Saved entries
----
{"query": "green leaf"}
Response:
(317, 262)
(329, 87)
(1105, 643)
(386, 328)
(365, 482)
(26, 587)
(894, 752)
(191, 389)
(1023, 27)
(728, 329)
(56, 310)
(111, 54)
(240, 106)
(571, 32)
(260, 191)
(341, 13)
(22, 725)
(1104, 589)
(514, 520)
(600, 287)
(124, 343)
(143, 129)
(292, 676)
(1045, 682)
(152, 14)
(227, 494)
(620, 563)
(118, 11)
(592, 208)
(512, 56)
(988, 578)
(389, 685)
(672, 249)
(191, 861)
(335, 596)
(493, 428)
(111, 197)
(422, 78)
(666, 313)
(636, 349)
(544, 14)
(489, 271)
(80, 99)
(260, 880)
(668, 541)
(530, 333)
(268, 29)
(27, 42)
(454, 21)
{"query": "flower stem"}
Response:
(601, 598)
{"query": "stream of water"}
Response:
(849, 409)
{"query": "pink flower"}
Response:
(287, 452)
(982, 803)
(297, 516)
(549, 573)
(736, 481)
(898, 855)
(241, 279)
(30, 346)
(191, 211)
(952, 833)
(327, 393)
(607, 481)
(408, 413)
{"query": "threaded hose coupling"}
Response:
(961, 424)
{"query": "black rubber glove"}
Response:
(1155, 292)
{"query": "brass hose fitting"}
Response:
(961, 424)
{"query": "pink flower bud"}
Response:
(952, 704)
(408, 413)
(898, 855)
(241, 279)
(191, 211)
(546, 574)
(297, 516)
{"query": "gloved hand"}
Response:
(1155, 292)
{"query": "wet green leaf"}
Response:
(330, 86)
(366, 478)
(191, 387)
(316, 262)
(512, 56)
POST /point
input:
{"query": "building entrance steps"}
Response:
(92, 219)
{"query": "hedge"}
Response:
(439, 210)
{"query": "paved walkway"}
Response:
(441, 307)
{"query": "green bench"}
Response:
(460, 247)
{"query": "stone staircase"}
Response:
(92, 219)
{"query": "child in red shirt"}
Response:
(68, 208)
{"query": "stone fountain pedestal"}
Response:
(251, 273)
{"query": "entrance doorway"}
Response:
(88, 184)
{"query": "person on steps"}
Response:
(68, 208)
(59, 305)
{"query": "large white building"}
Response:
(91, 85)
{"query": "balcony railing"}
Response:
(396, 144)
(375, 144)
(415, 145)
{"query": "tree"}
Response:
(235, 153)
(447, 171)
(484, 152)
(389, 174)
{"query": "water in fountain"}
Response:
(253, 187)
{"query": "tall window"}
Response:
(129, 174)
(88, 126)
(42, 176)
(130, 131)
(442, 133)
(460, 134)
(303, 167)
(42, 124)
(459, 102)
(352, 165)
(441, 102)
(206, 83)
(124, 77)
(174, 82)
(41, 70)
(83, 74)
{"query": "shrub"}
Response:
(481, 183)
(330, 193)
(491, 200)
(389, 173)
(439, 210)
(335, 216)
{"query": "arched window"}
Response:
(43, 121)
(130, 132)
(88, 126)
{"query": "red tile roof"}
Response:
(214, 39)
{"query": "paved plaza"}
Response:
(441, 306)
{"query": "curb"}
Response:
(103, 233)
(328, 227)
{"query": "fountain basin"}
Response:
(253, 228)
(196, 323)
----
WORK TO COMPLETE: Copy every line of the data above exactly.

EXERCISE OUTPUT:
{"query": "green leaf"}
Response:
(317, 262)
(329, 87)
(1105, 643)
(386, 328)
(365, 482)
(26, 587)
(894, 752)
(191, 389)
(1023, 27)
(728, 329)
(56, 310)
(111, 54)
(240, 106)
(571, 32)
(260, 191)
(341, 13)
(22, 725)
(1104, 589)
(514, 520)
(600, 287)
(124, 343)
(143, 129)
(292, 676)
(1045, 682)
(152, 14)
(227, 494)
(620, 563)
(118, 11)
(592, 208)
(512, 56)
(988, 578)
(389, 685)
(672, 249)
(191, 861)
(335, 596)
(493, 428)
(111, 197)
(422, 78)
(666, 313)
(636, 349)
(544, 14)
(489, 271)
(80, 99)
(260, 880)
(668, 541)
(530, 333)
(268, 29)
(27, 42)
(454, 21)
{"query": "flower stem"}
Response:
(601, 598)
{"query": "stream of water"}
Response:
(849, 409)
{"query": "pink flower"}
Response:
(287, 452)
(982, 803)
(297, 516)
(549, 573)
(736, 481)
(898, 855)
(241, 279)
(30, 346)
(191, 211)
(952, 833)
(327, 393)
(607, 481)
(408, 413)
{"query": "threaded hose coupling"}
Response:
(961, 424)
{"query": "black rubber glove"}
Response:
(1155, 292)
{"query": "brass hose fitting"}
Response:
(961, 424)
{"query": "pink flower bud"}
Response:
(952, 704)
(408, 413)
(898, 855)
(241, 279)
(191, 211)
(546, 574)
(297, 516)
{"query": "gloved hand"}
Response:
(1155, 292)
{"query": "wet green leaf"}
Response:
(330, 86)
(366, 478)
(191, 387)
(316, 262)
(512, 56)
POST /point
input:
{"query": "building entrance steps"}
Response:
(92, 219)
{"query": "hedge"}
Response:
(439, 210)
{"query": "paved walkway"}
Response:
(441, 307)
{"query": "green bench"}
Response:
(460, 247)
{"query": "stone staircase"}
Response:
(92, 219)
{"query": "child in red shirt"}
Response:
(68, 208)
{"query": "stone fountain pedestal"}
Response:
(251, 273)
{"query": "entrance doorway"}
Response:
(88, 184)
{"query": "person on steps"}
Response:
(68, 208)
(59, 305)
{"query": "large white building"}
Response:
(91, 85)
{"query": "balcony railing"}
Response:
(396, 144)
(375, 144)
(415, 145)
{"query": "tree"}
Response:
(235, 153)
(447, 171)
(484, 152)
(389, 174)
{"query": "water in fountain"}
Response:
(253, 187)
{"query": "tall window"}
Response:
(129, 174)
(88, 126)
(42, 176)
(130, 131)
(442, 133)
(460, 134)
(303, 167)
(42, 124)
(459, 102)
(352, 165)
(441, 102)
(206, 83)
(124, 77)
(174, 82)
(41, 70)
(83, 74)
{"query": "shrub"}
Response:
(481, 183)
(330, 193)
(491, 200)
(389, 173)
(439, 210)
(335, 216)
{"query": "arched window"}
Response:
(43, 121)
(130, 132)
(88, 126)
{"query": "red tile roof"}
Response:
(214, 39)
{"query": "paved plaza"}
Response:
(441, 306)
{"query": "curb"}
Response:
(103, 233)
(328, 227)
{"query": "fountain basin"}
Response:
(253, 228)
(196, 323)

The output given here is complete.